◆ What you should do:
If you see a picture in the data below, omit it and copy the rest exactly.

[Referring expression pointing data]
= = =
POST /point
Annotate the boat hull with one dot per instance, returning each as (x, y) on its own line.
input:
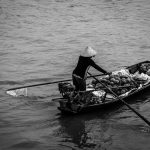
(65, 107)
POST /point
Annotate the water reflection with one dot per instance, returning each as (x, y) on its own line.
(87, 130)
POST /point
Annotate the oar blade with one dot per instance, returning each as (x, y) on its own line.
(17, 92)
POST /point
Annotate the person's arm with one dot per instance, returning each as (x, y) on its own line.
(93, 64)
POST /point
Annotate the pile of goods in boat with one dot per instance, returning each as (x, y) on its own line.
(121, 82)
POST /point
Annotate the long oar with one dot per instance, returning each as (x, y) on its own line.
(142, 117)
(22, 90)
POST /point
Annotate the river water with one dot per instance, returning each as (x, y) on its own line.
(40, 41)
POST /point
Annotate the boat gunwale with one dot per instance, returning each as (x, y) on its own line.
(67, 110)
= = =
◆ Solution to the problem:
POST /point
Annotate the boat hull with one dot per instance, returning each as (x, y) on its own line.
input:
(65, 107)
POST /point
Annotate the water reflection with one dot per instance, returning each as (x, y) on its own line.
(87, 130)
POST /point
Annotate the oar blade with one dot per instance, returning each as (x, y) on its own line.
(17, 92)
POST /point
Annotate the person's arm with one dot per instance, returning each as (x, y) on its own line.
(93, 64)
POST /point
Annotate the pile of goods in boat with one dot per instance, returning each as (x, y) on its own line.
(121, 82)
POST /point
Annotate the long oar with one dot per instance, returning each as (x, y) on its own line.
(142, 117)
(22, 90)
POST /point
Annotate the river water with one dot per instance, returning each as (x, y) on its own line.
(40, 41)
POST /point
Annotate the boat gunwale with one dot per instance, returning each as (x, y) on its own line.
(67, 110)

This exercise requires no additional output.